> [Text under study]:
+---+

Things are changing in the Benguela system. Just as one group of scientists noticed that average temperatures have been rising over the South African countryside for the past four decades, most markedly in the west of the country, another group of scientists says that marine thermometers have captured a 1°C rise in sea surface temperatures around the coast since the World War II.
Further south, in the deep waters of the Southern Ocean, the mercury rose by an average 0.17°C between the 1950s and the 1980s. In fact, the latest Intergovernmental Panel on Climate Change (IPCC) study, the Fourth Assessment Report, which was released in three tranches in 2007, now estimates that something like 80 % of the heat which has been trapped in the system because of human-caused greenhouse gases, is now held in the ocean.

+---+

> [Material supplied]:
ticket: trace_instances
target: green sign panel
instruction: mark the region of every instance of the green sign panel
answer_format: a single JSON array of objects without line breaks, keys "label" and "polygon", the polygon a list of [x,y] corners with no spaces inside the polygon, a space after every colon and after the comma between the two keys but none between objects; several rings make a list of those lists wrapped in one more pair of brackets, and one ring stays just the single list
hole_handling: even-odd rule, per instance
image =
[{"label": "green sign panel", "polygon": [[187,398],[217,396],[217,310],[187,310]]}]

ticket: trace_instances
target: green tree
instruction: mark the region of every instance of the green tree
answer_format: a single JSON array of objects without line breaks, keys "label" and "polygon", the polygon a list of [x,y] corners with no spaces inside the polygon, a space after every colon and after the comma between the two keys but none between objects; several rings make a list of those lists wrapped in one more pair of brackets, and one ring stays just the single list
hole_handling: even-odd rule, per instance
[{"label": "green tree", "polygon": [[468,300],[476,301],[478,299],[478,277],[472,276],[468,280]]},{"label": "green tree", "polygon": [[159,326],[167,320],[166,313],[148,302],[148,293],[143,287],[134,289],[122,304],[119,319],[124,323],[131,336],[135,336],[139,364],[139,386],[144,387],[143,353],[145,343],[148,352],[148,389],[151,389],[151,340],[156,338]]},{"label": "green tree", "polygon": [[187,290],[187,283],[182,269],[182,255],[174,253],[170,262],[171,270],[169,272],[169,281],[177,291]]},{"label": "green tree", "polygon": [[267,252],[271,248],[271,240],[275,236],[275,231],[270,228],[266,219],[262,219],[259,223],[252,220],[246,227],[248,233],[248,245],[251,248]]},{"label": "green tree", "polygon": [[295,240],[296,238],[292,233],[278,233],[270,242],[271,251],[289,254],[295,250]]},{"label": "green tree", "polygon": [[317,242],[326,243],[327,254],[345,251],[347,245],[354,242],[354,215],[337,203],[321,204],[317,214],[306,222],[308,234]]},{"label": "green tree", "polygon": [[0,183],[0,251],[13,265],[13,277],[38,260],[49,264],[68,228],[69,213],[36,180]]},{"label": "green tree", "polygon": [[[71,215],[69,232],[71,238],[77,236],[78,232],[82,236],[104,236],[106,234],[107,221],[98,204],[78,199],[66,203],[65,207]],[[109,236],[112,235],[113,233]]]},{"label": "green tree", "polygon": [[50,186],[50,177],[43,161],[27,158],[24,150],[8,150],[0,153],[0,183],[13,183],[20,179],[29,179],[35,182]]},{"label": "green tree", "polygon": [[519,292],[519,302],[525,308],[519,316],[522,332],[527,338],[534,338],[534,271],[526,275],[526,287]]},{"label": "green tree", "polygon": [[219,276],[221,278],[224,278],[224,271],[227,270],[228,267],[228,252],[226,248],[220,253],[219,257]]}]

+---+

Extend the passage on ocean warming around South Africa, beginning after its final sentence. The records have no connection to the passage on ocean warming around South Africa.

> [Exercise output]:
Since 1961 it has caused measurable increases in the temperature of the ocean, to as deep as 3000 m below the surface. During a climate change-related workshop held in Cape Town in May 2007, the Benguela Current Large Marine Ecosystem Programme (BCLMEP), an initiative between scientists from South African, Namibia and Angola, announced that “since 1955 the oceans’ net heat uptake has been 21 times that of the atmosphere”.
Not only is the ocean warming off the West Coast, but the rate of warming appears to have been accelerating during the past 15 years. There are also definite signs of change within the system – although the scientists will be the first to tell you that the exact cause of the change is still open to debate.
Amongst the first to go were the sardines, their numbers plummeting to a historic low along the traditional West Coast fishing grounds, the Cape Times reported in May 2006, possibly the result of shifting climatic changes or chronic over-harvesting. But meanwhile, in Mossel Bay, the sardine hauls were extraordinary, with Marine and Coastal Management reporting that the catch has “leapt up from 2 110 tons to 121 536 tons in five years”.
Marine birds followed, tracking the fish as they headed eastward, most notably the Cape gannet (Morus capensis). “In 1956, only seven percent of southern Africa’s gannet population occurred in the Eastern Cape. This number has jumped to 67%”, the BCLMEP reported in its newsletter in July 2006.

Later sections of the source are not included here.